*WHAT THE TASK REQUIRES*
Pull out every line in the data below that contains the string "picture", and copy each of those lines in full. Case counts when matching.

*RECORDS TO PROCESS*
* * * * * * * * *
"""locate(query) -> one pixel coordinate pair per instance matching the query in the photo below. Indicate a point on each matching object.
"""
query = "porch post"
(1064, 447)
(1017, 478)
* * * * * * * * *
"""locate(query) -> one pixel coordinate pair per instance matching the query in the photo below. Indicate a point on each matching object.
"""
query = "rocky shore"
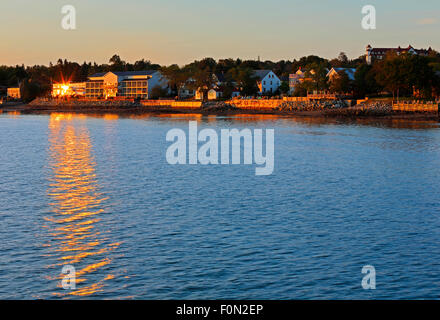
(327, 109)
* * * * * * * * *
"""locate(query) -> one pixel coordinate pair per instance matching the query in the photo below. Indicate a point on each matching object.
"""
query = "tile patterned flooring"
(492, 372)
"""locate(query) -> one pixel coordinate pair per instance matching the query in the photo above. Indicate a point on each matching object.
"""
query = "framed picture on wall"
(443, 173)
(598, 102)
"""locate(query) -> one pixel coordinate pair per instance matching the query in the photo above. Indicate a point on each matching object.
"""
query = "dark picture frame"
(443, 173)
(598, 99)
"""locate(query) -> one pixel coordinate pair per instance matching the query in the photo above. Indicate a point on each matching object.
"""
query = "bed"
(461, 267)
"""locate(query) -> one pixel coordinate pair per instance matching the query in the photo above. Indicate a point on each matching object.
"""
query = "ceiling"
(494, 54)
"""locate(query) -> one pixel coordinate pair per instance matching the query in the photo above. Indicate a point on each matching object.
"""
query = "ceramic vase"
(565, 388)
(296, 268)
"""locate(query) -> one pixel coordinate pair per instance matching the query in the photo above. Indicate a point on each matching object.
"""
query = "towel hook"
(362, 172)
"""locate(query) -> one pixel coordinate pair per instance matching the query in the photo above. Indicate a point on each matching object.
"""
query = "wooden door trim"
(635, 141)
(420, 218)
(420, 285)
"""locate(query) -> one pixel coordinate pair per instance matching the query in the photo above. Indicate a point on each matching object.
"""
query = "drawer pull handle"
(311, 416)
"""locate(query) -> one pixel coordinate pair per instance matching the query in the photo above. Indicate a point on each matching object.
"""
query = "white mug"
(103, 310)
* * * * * * * * *
*RESULT OF THE EXERCISE*
query = "framed picture on wall"
query = "dark picture frame"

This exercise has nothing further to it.